_Challenge A_:
Translate this sentence from the forum thread below into French: "Your mum was presumably born before 1975."

====

The "Trojan Source" vulnerability

Posted Nov 5, 2021 18:07 UTC (Fri) by khim (subscriber, #9252) [Link] (4 responses)

Note that you may live in Germany without having German citizenship (if you have a Blue Card, e.g.).

You children would become a German citizens (in addition to having citizenship of parents) and that is when shit hits the fan.

The "Trojan Source" vulnerability

Posted Nov 5, 2021 22:50 UTC (Fri) by Wol (subscriber, #4433) [Link] (2 responses)

> > In Germany, citizenship status generally depends on the citizenship status of one's parents, so in that case the kids would be Russian and not German, and Russian rules would apply.

And what if Russian rules conflict?

A friend of mine was born in Nigeria. So although she was a British national, as a "national born abroad" her children had no automatic right to inherit. The first two were born in England so that wasn't a problem. The third was born in Bahrain and could not inherit. Fortunately the little girl's father was British-born so she inherited from him.

Oh - and as for citizenship depending on the status of the parents, why can't I claim German nationality? My mum was born in Germany to a German mother but she wasn't entitled to citizenship, so I can't inherit ... (actually, I could try claiming under the Jewish refugee rules, but it's a bit of a long shot...)

Cheers,
Wol

The "Trojan Source" vulnerability

Posted Nov 6, 2021 0:52 UTC (Sat) by anselm (subscriber, #2796) [Link] (1 responses)

Oh - and as for citizenship depending on the status of the parents, why can't I claim German nationality? My mum was born in Germany to a German mother but she wasn't entitled to citizenship, so I can't inherit ...

Your mum was presumably born before 1975. Before 1975, the rule was that for someone to obtain German citizenship at birth, their father¹ had to be German, or their unmarried mother had to be German. If they had a German mother who was married to a non-German, that was just too bad as far as their (then non-existent) German citizenship was concerned. Without knowing more about the specific circumstances, it seems that your mum might be a victim of that unfair rule, and since in that case she's not entitled to German citizenship by birth, neither are you.

====

_Challenge B_:
Please retype the rows below, character for character, from the line containing "The response SHOULD carry one point per instance of the boat" through the last line of the rows, both ends included.

====

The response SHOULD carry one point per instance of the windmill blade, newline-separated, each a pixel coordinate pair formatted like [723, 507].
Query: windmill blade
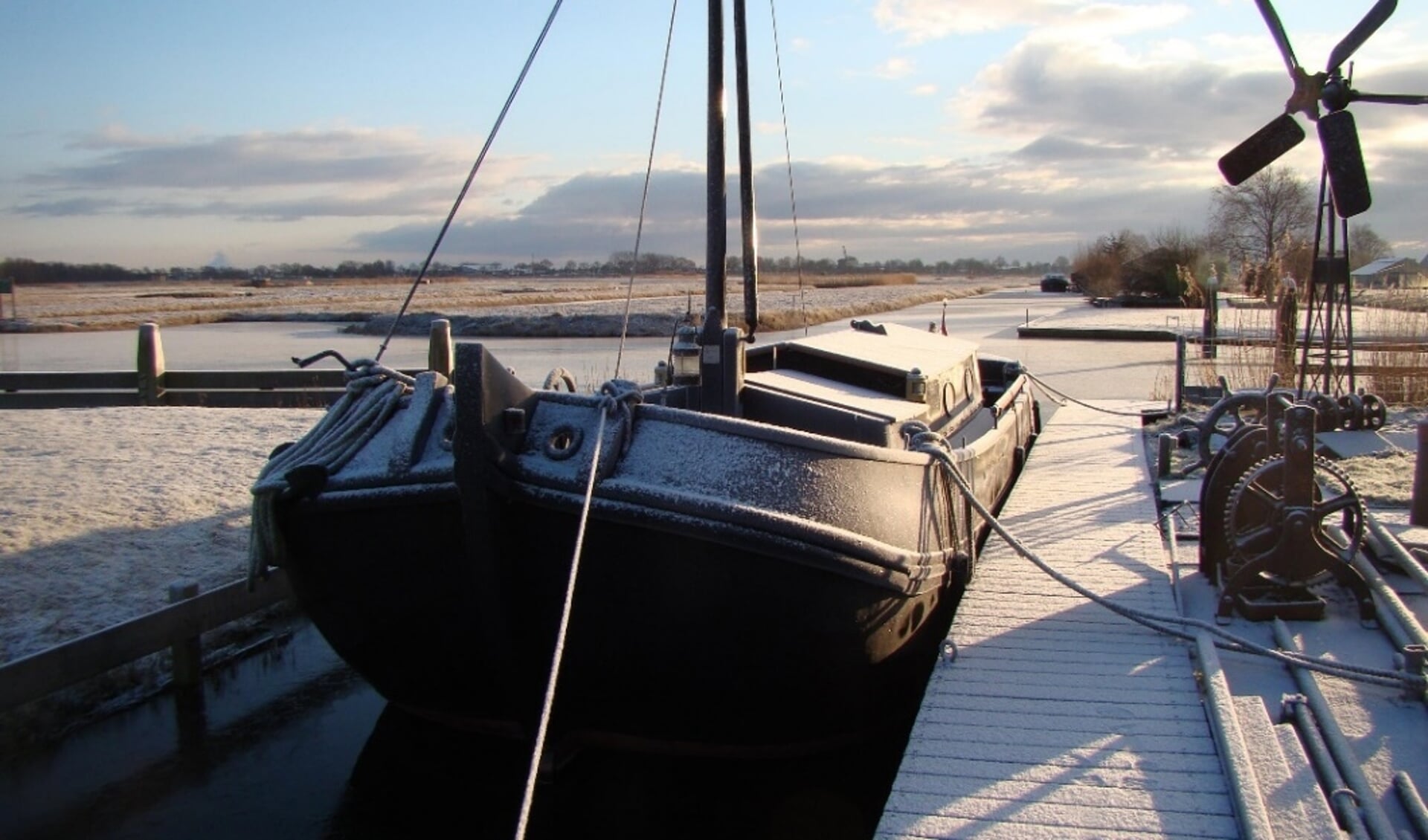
[1344, 161]
[1260, 150]
[1271, 17]
[1366, 28]
[1389, 99]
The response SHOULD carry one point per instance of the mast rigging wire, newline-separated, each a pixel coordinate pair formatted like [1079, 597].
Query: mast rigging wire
[788, 164]
[644, 194]
[470, 177]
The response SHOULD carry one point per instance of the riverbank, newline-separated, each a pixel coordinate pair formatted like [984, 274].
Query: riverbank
[476, 307]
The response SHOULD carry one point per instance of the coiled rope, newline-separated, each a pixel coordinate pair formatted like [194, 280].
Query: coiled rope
[923, 439]
[616, 397]
[470, 177]
[373, 395]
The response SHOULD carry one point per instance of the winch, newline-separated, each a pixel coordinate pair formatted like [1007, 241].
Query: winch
[1277, 520]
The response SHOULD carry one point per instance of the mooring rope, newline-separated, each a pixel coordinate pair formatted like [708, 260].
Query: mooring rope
[1069, 398]
[644, 194]
[934, 445]
[616, 397]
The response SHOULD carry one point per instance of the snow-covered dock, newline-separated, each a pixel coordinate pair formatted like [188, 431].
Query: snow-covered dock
[1050, 717]
[1057, 717]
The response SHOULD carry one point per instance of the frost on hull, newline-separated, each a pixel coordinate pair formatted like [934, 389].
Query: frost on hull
[763, 582]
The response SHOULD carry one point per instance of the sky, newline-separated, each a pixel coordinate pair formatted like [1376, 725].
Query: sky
[158, 133]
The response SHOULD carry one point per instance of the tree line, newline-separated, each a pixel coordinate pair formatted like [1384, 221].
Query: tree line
[1258, 233]
[622, 262]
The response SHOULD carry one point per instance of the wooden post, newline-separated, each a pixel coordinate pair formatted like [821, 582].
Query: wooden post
[1418, 505]
[150, 366]
[1180, 372]
[187, 652]
[440, 351]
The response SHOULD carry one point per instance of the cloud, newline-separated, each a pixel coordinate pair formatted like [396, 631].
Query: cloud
[928, 20]
[245, 160]
[347, 173]
[877, 211]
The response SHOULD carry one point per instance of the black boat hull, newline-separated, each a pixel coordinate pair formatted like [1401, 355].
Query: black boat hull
[743, 588]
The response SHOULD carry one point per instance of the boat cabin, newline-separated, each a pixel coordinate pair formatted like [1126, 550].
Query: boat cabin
[863, 384]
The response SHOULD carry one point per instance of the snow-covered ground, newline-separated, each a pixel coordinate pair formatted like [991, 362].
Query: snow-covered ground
[102, 508]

====

_Complete output A_:
Votre mère est probablement née avant 1975.

_Complete output B_:
The response SHOULD carry one point per instance of the boat cabin, newline-separated, each a pixel coordinate pair formatted like [1126, 550].
Query: boat cabin
[863, 384]
The response SHOULD carry one point per instance of the snow-covered ground, newline-separated, each a pixel coordinate pair formatted like [991, 362].
Query: snow-covered ground
[102, 508]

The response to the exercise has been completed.